Requirement:
Copy out all the entries exactly.

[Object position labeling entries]
<<<<

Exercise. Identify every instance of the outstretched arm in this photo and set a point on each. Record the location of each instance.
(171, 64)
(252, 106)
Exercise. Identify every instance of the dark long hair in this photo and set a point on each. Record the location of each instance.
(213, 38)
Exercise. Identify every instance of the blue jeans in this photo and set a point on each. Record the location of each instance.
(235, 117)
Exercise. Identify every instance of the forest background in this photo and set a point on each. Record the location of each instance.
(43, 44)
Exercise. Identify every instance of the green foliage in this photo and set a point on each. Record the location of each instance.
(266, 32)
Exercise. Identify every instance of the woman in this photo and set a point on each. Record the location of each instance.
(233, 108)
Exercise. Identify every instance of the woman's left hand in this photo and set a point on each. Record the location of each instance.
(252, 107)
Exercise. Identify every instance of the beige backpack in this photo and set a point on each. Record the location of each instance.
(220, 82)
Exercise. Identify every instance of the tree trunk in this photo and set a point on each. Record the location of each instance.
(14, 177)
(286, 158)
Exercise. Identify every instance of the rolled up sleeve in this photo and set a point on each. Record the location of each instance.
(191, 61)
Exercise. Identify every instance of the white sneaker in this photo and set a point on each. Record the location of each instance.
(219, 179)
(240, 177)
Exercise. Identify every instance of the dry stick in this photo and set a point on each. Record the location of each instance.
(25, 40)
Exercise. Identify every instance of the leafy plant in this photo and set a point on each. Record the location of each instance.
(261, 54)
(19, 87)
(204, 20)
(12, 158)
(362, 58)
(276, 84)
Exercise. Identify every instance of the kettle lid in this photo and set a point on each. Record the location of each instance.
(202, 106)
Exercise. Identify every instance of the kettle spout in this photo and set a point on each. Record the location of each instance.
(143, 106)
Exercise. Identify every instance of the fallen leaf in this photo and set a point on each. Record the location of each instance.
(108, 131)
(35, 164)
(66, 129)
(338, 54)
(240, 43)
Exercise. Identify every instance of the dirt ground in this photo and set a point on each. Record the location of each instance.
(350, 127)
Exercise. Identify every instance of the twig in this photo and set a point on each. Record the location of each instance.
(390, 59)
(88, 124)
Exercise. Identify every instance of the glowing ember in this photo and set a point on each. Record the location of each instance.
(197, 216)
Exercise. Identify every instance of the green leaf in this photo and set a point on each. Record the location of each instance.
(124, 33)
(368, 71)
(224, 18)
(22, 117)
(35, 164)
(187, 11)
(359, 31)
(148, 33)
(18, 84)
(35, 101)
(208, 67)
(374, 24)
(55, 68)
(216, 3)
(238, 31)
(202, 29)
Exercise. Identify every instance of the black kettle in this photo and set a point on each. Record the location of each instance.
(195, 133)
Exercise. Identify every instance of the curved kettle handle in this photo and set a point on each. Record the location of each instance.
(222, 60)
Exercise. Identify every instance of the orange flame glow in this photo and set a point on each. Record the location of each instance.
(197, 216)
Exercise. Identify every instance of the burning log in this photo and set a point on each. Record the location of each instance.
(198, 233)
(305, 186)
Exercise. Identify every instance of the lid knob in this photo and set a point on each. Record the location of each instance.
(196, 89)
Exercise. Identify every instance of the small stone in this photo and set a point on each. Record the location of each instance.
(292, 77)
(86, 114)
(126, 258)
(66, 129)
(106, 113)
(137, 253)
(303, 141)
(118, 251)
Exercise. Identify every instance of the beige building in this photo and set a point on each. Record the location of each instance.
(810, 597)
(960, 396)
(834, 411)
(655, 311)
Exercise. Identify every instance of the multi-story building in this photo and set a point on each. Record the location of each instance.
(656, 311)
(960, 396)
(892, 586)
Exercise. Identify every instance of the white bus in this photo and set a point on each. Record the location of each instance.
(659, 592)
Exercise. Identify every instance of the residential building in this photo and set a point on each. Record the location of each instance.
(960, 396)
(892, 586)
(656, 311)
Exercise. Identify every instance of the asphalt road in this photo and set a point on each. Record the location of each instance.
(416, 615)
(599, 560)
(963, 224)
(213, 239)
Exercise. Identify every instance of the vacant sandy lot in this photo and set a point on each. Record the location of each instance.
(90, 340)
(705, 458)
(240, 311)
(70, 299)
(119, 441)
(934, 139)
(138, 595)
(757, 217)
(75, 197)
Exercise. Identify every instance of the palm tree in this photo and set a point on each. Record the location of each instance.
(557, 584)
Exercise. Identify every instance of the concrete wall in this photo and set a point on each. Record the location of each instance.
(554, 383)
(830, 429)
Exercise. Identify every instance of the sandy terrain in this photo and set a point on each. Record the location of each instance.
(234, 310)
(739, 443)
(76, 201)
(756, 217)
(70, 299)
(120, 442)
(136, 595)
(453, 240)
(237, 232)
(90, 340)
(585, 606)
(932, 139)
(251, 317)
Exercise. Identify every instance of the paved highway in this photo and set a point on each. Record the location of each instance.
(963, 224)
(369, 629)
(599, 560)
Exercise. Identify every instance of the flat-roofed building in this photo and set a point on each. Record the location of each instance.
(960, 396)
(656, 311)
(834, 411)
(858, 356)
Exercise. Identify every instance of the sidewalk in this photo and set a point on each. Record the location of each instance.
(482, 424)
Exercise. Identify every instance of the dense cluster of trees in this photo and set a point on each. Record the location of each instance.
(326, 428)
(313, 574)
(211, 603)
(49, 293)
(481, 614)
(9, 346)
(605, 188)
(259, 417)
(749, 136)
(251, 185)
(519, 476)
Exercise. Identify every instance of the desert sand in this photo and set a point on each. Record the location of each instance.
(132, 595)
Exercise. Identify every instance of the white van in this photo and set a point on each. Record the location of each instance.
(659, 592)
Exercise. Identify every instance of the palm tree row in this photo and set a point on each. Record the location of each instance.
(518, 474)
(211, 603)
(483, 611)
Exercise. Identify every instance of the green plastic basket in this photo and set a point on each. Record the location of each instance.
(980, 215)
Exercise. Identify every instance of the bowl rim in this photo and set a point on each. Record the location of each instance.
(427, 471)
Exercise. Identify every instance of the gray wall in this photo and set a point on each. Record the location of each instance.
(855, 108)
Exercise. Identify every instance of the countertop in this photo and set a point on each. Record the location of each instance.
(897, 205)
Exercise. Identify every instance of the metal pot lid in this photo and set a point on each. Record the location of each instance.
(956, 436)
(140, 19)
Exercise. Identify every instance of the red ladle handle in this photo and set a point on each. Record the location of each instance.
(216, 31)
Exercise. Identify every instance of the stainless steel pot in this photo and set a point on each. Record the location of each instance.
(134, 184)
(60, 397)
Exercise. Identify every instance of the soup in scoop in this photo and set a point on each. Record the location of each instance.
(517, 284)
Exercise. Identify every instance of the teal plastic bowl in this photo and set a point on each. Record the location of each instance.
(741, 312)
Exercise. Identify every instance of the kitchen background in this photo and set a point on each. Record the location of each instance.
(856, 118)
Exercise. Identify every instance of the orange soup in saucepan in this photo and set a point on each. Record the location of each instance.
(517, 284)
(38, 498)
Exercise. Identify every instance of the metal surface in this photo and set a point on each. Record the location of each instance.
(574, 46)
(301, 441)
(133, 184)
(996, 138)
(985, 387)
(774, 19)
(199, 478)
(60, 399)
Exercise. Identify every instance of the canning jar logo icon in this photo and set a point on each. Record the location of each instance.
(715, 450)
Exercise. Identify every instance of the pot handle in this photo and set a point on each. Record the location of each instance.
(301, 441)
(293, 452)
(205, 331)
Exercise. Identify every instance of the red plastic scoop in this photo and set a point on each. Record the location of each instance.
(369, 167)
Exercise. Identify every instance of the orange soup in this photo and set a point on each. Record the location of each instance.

>>>>

Response to this exercise:
Exercise. Identify every instance of the outstretched arm in this photo and set a point on each. Record the location of each instance.
(171, 64)
(252, 106)
Exercise. Identify every instance of the dark long hair in this photo and set a point on each. Record the location of each instance.
(213, 38)
Exercise. Identify every instance of the blue jeans in this photo and set a point on each. Record the location of each instance.
(235, 117)
Exercise. Identify every instance of the forest background in this photo and set a point on each. Record the location of each instance.
(43, 44)
Exercise. Identify every instance of the green foliage in this photo and set a point on each. Record the location of each instance.
(266, 32)
Exercise. Identify every instance of the woman in this photo and set a point on each. Record the location of each instance.
(233, 108)
Exercise. Identify every instance of the woman's left hand in this photo and set a point on each. Record the location of each instance.
(252, 107)
Exercise. Identify every instance of the beige backpack in this photo and set a point on each. Record the location of each instance.
(220, 82)
Exercise. Identify every instance of the tree trunk in this photo and set a point on each. Record the location of each instance.
(14, 177)
(286, 158)
Exercise. Identify every instance of the rolled up sleeve in this photo and set a point on each. Record the location of each instance.
(191, 61)
Exercise. Identify every instance of the white sneaker in this photo and set a point on each. Record the location of each instance.
(219, 179)
(240, 177)
Exercise. Identify every instance of the dry stick in this photo and set a point on each. Record the location of each instance.
(25, 40)
Exercise. Identify every instance of the leafy plant in this photo and set a point on each. Record the location of each instance.
(261, 54)
(19, 87)
(204, 20)
(12, 158)
(362, 58)
(276, 84)
Exercise. Identify every instance of the kettle lid in this photo and set a point on each. Record the location of each instance.
(202, 106)
Exercise. Identify every instance of the kettle spout in this photo and set a point on each. Record the location of each instance.
(143, 106)
Exercise. Identify every instance of the fallen leaf in this photo and set a point on each. Record the location of each instance.
(108, 131)
(35, 164)
(66, 129)
(338, 54)
(240, 43)
Exercise. Identify every instance of the dirt ground in this photo and set a point on each. Record the location of each instance.
(350, 127)
Exercise. Identify every instance of the twig in this photo and set a point on each. Record the location of each instance.
(390, 59)
(88, 124)
Exercise. Identify every instance of the glowing ember in this photo and set a point on each. Record the location of each instance.
(197, 216)
Exercise. Identify every instance of the green leaf in this photo and set a point on each. Record the location of each instance.
(124, 33)
(368, 71)
(224, 18)
(22, 117)
(35, 164)
(187, 11)
(359, 31)
(148, 33)
(18, 84)
(35, 101)
(208, 67)
(374, 24)
(55, 68)
(216, 3)
(238, 31)
(202, 29)
Exercise. Identify every instance of the black kettle in this photo and set a point on each. Record the location of each instance.
(195, 133)
Exercise. Identify every instance of the curved kettle handle in this photo and set a point on each. Record the location of each instance.
(222, 60)
Exercise. Identify every instance of the orange flame glow in this photo and set a point on each. Record the location of each instance.
(197, 216)
Exercise. Identify every instance of the burning log in this photo and set a point on each. Record the location of each instance.
(198, 233)
(305, 186)
Exercise. Identify every instance of the lid knob in this photo and set a point on each. Record the location of each instance.
(196, 89)
Exercise. Identify every instance of the small stone in this photo and set a point on each. Record the location of each instance.
(292, 77)
(86, 114)
(126, 258)
(66, 129)
(106, 113)
(137, 253)
(303, 141)
(118, 251)
Exercise. Identify every instance of the beige building in this photo and set a point on each. Record the location of each instance.
(810, 597)
(960, 396)
(834, 411)
(655, 311)
Exercise. Identify every instance of the multi-story building in this photo and set a point on each. Record the location of each instance.
(656, 311)
(960, 396)
(892, 586)
Exercise. Identify every instance of the white bus in this photo and set a point on each. Record the location of each instance.
(659, 592)
Exercise. Identify every instance of the residential building in this photo and set a point on each. Record the location of each instance.
(960, 396)
(892, 586)
(656, 311)
Exercise. Identify every instance of the asphalt road in this photo and set a point on each. Record the location of each instance.
(416, 615)
(599, 560)
(963, 224)
(213, 239)
Exercise. Identify every instance of the vacant sandy lot in this photo and set a point on each. Record the location of each instance.
(90, 340)
(705, 458)
(240, 311)
(70, 299)
(119, 441)
(934, 139)
(138, 595)
(757, 217)
(75, 197)
Exercise. Identify every instance of the palm tree in this photo and set a point on each. Record the location of each instance.
(557, 584)
Exercise. Identify every instance of the concrete wall in this photo and set a point on each. Record the location of each instance.
(554, 383)
(830, 429)
Exercise. Identify every instance of the sandy terrain in this photo and set a point on each. Record the location of each instance.
(234, 310)
(739, 443)
(76, 201)
(756, 217)
(70, 299)
(120, 442)
(136, 595)
(453, 240)
(237, 232)
(90, 340)
(585, 606)
(932, 139)
(251, 317)
Exercise. Identify every instance of the paved highway in this photo and set a point on each. Record the location of each instance.
(963, 224)
(369, 629)
(599, 560)
Exercise. Identify every instance of the flat-roofed building in this photo and set a point on each. Record the location of each instance.
(960, 396)
(656, 311)
(834, 411)
(858, 356)
Exercise. Identify every instance of the sidewalk in this photo and set a point on each. Record the location of each instance.
(482, 424)
Exercise. Identify every instance of the dense cluster of trees in this photo and set a point on each. Record the location of each instance.
(326, 428)
(313, 574)
(211, 603)
(49, 293)
(481, 614)
(9, 346)
(605, 188)
(259, 417)
(749, 136)
(251, 185)
(519, 476)
Exercise. Identify every instance of the desert sand in this photo and set a point on each. Record the location of each instance.
(132, 595)
Exercise. Identify every instance of the white van in this photo and set a point on each. Record the location of each instance.
(659, 592)
Exercise. Identify every instance of the palm tree row in this photo and set a point on each. Record the location of each instance.
(518, 474)
(211, 603)
(483, 611)
Exercise. Identify every instance of the green plastic basket in this photo and set a point on each. Record the location of each instance.
(980, 215)
Exercise. Identify every instance of the bowl rim in this photo and set a point on each. Record the location of each instance.
(427, 471)
Exercise. Identify every instance of the gray wall in this photo and set a point on each. Record the location of each instance.
(855, 108)
Exercise. Identify every instance of the countertop in this photo and set a point on each. Record the location of each instance.
(897, 205)
Exercise. Identify every instance of the metal pot lid in this photo and set a point on each. Record the location of each instance.
(956, 436)
(140, 19)
Exercise. Identify every instance of the red ladle handle in this photo and set a point on each. Record the location of each instance.
(216, 31)
Exercise. Identify every instance of the stainless steel pot in this photo and set a point on each. Record the location of each instance.
(134, 184)
(60, 397)
Exercise. Identify every instance of the soup in scoop in this photo and set a point on each. Record the location of each instance.
(517, 284)
Exercise. Identify every instance of the teal plastic bowl in this photo and set a point on each. Record the location of each instance.
(741, 312)
Exercise. Identify every instance of the kitchen background in this photo and set a point on each. Record the location of each instance.
(856, 118)
Exercise. Identify every instance of the orange soup in saucepan in this photo and set a point on each. Record the location of each instance.
(517, 284)
(38, 498)
Exercise. Identify every instance of the metal surface in this photo and set a point on each. Record the location of each instance.
(574, 46)
(301, 441)
(133, 184)
(996, 138)
(985, 387)
(774, 19)
(199, 478)
(60, 399)
Exercise. Identify every instance of the canning jar logo icon in this photo and set a point on each. Record the location of each instance.
(715, 450)
Exercise. Identify every instance of the pot handle in this photo and set a point on each. Record the location of each instance.
(301, 441)
(293, 452)
(205, 331)
Exercise. Identify every instance of the red plastic scoop in this photo and set a point on each. Record the location of each instance.
(369, 167)
Exercise. Identify every instance of the orange soup in this photo and set a point on each. Record the location of each instance.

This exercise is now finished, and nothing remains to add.